Pull out each line of the rows below that contains the word "Mark".

━━━ Task material ━━━

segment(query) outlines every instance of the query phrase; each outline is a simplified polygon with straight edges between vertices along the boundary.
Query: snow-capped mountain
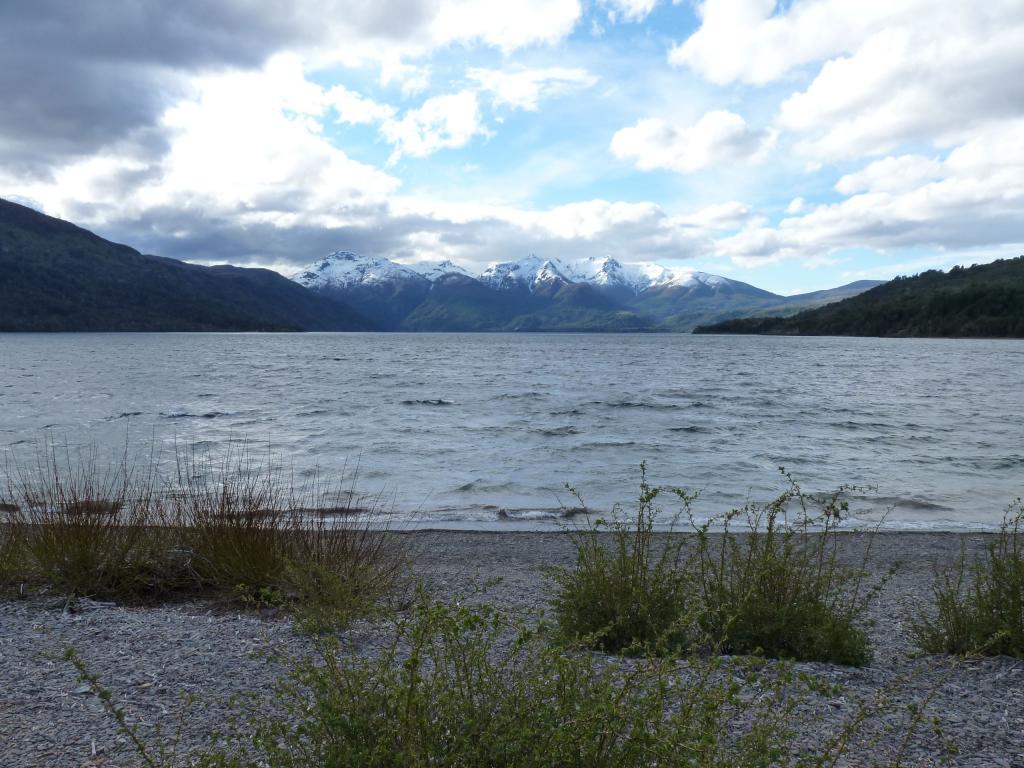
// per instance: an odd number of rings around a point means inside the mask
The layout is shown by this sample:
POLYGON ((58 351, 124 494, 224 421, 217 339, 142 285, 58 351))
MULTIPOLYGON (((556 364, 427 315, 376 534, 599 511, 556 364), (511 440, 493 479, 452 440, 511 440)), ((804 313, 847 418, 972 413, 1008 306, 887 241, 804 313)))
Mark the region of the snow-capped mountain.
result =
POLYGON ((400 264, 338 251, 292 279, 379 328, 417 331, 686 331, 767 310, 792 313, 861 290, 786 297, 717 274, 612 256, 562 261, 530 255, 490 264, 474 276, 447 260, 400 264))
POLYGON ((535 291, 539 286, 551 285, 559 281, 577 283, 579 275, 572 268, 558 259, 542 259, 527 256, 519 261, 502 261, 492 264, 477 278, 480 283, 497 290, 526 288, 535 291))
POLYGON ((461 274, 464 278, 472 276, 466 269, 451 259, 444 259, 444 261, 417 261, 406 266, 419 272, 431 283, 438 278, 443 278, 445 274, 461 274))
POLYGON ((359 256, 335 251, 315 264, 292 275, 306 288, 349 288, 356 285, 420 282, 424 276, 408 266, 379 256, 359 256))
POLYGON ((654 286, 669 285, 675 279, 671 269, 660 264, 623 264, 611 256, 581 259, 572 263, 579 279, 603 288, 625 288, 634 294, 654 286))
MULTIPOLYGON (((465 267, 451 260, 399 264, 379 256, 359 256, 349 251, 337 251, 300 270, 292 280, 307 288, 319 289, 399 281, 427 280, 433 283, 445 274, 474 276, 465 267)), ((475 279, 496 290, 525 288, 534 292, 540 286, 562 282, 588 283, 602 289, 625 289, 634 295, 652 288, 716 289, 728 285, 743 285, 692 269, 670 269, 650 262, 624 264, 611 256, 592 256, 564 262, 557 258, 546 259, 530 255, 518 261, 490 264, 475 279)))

━━━
━━━ Task material ━━━

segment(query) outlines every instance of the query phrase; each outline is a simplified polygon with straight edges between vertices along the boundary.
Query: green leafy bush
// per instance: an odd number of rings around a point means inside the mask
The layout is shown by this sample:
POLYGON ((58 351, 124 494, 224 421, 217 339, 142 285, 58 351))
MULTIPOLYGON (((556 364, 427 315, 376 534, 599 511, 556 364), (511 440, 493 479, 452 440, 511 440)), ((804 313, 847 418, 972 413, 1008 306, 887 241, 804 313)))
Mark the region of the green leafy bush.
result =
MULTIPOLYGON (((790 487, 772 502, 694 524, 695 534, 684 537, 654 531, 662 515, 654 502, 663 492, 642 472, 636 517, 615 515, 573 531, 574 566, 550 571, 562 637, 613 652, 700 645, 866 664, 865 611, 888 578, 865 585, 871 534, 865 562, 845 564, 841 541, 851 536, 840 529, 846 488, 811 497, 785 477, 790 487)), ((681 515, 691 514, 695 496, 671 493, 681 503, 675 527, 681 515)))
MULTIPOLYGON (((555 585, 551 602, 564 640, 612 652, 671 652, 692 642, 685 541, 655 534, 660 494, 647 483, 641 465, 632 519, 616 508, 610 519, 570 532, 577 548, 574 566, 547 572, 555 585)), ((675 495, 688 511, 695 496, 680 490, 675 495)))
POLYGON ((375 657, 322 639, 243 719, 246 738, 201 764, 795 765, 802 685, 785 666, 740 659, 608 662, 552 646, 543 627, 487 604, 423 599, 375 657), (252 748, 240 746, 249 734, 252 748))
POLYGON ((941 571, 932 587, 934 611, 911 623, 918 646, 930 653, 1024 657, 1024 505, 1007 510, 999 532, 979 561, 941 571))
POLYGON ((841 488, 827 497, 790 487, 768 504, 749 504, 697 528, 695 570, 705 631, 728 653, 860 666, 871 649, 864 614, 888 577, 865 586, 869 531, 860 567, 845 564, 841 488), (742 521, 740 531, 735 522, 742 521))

━━━
━━━ Task material ━━━

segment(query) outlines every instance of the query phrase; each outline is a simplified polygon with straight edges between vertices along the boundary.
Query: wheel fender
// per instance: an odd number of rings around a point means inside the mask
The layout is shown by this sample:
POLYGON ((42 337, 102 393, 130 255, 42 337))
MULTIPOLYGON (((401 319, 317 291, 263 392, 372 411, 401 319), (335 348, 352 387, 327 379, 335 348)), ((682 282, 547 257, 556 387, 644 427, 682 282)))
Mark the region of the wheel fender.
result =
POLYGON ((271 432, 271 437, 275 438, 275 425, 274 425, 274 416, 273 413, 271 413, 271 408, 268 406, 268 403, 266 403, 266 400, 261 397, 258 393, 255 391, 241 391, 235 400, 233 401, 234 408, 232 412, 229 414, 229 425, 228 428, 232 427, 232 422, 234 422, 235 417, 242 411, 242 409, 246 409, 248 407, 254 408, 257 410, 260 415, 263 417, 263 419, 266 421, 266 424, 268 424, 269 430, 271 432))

━━━

> **Written answer**:
Mark the region of the snow-capped mountain.
Mark the region of the green leafy bush.
Mark the region of the wheel fender.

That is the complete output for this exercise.